Dataset excerpt
· · ·

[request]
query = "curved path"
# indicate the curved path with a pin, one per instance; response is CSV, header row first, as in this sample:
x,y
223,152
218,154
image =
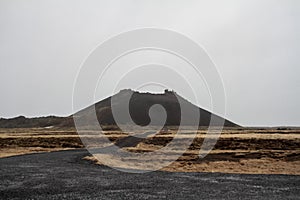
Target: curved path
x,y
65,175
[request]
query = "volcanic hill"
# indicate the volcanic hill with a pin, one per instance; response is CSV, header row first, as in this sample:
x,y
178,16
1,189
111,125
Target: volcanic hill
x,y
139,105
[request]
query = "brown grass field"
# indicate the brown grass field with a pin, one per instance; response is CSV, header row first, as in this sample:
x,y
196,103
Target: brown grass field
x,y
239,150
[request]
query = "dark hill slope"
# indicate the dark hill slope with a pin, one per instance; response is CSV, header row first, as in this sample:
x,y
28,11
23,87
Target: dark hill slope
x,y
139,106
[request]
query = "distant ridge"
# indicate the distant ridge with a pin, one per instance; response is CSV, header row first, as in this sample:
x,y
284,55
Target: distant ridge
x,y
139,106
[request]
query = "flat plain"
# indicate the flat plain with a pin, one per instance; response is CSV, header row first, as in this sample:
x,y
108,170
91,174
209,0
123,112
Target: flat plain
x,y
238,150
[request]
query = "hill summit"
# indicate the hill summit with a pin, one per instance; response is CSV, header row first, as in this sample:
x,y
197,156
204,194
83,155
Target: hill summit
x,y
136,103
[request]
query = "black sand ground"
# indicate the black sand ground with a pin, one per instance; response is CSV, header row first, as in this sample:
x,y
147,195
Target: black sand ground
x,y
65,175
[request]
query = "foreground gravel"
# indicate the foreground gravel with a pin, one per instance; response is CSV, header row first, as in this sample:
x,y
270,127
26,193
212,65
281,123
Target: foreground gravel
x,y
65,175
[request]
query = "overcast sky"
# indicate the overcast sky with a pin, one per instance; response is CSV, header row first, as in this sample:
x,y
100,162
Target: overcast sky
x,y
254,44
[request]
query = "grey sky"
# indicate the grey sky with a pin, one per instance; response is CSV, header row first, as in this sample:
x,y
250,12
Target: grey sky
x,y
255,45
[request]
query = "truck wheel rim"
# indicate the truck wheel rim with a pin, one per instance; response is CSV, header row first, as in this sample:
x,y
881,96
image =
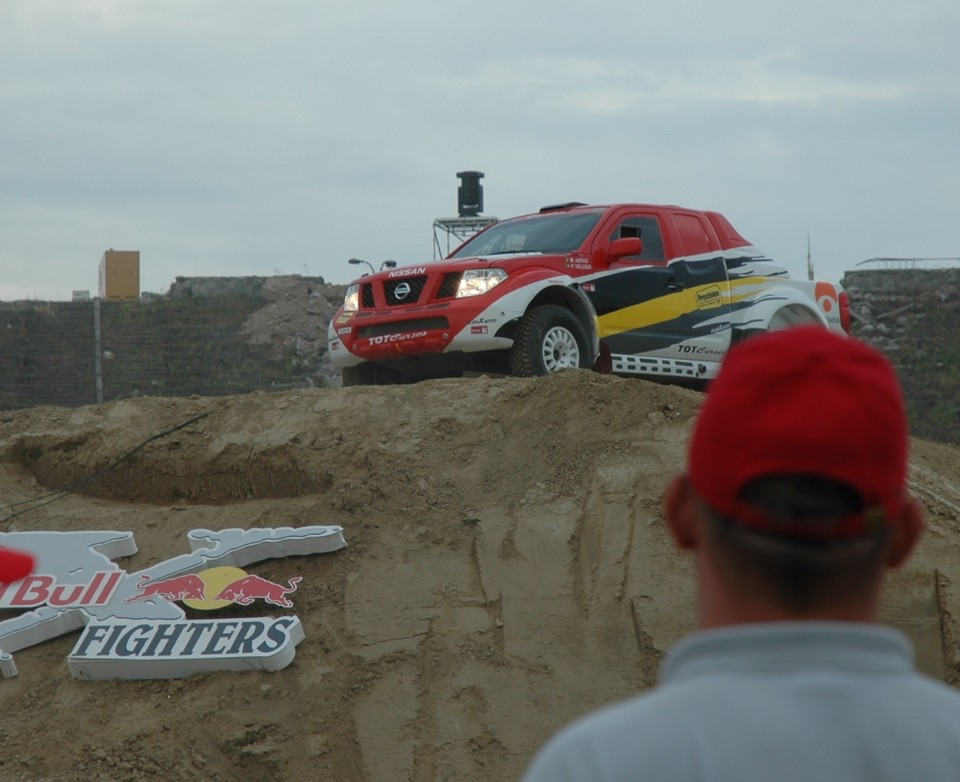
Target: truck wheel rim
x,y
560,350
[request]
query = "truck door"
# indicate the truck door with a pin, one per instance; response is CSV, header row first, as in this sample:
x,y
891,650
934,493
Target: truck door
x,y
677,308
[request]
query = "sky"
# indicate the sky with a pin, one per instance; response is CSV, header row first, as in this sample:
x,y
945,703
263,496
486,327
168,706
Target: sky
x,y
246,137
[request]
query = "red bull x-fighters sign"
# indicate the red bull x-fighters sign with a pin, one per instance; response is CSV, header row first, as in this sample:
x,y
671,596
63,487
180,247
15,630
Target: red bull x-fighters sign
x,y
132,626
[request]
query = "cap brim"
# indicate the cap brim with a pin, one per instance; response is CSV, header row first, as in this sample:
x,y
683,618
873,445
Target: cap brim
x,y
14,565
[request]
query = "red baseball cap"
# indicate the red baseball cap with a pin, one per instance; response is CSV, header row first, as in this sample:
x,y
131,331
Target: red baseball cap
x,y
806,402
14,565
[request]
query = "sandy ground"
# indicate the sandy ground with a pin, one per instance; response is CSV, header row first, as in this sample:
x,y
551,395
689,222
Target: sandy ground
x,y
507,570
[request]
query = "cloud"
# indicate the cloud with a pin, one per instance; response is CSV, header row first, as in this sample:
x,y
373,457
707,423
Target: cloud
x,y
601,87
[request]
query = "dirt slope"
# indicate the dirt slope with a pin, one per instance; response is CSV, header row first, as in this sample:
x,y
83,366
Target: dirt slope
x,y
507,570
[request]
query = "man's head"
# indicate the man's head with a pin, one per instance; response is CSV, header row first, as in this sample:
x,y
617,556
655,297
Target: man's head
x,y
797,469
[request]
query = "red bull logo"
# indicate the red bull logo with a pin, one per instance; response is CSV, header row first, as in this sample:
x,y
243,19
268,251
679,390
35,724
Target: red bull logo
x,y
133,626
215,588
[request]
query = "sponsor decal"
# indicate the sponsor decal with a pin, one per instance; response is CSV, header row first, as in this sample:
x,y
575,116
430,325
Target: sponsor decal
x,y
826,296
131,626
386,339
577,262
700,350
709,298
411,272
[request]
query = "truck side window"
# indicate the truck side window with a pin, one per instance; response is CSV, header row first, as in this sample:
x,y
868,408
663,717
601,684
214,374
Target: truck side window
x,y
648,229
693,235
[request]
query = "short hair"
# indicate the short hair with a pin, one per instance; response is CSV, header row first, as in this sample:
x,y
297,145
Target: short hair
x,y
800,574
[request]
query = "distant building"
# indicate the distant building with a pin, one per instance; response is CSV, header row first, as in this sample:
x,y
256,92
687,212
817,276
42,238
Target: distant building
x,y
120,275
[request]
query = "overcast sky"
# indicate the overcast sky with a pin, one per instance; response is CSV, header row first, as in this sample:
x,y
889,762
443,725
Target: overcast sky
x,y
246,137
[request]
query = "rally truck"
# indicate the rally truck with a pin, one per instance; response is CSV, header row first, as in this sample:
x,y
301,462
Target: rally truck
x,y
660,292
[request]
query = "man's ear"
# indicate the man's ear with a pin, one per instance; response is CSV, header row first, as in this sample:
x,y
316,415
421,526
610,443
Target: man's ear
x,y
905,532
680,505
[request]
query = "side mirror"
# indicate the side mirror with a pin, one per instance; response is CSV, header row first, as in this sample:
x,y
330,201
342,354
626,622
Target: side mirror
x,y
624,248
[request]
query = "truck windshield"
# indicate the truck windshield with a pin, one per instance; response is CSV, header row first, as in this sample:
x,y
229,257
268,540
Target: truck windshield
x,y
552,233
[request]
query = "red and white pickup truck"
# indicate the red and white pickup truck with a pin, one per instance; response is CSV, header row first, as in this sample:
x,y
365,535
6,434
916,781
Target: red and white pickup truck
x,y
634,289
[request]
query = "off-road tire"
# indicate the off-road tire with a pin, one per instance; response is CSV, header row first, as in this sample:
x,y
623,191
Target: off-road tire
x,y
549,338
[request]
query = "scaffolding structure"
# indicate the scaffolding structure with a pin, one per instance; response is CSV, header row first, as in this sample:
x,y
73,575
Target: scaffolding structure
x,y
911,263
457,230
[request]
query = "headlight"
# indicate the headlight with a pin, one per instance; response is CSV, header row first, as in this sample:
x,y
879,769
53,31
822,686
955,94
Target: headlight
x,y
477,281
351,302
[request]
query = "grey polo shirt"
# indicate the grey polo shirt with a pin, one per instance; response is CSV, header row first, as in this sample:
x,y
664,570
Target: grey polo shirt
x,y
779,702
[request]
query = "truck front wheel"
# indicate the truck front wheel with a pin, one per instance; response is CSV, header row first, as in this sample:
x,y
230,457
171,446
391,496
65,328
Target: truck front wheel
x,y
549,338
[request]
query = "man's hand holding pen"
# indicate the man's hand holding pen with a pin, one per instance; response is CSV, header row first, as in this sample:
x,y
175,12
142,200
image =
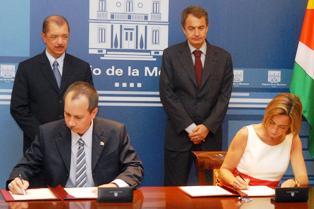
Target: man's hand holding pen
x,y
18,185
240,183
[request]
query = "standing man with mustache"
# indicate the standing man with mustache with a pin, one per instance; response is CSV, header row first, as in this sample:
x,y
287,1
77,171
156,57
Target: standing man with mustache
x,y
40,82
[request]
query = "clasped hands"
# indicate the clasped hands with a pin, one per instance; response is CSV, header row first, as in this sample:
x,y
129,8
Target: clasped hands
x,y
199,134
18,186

· · ·

Challenge >>
Which lines in the rows above contain the word "white", matching case exactly? Show every such line.

Problem solution >>
query = "red and white pickup truck"
# indicate the red and white pickup truck with a pin, one per instance; response is CSV, header row first, as in this sample:
Target: red and white pickup truck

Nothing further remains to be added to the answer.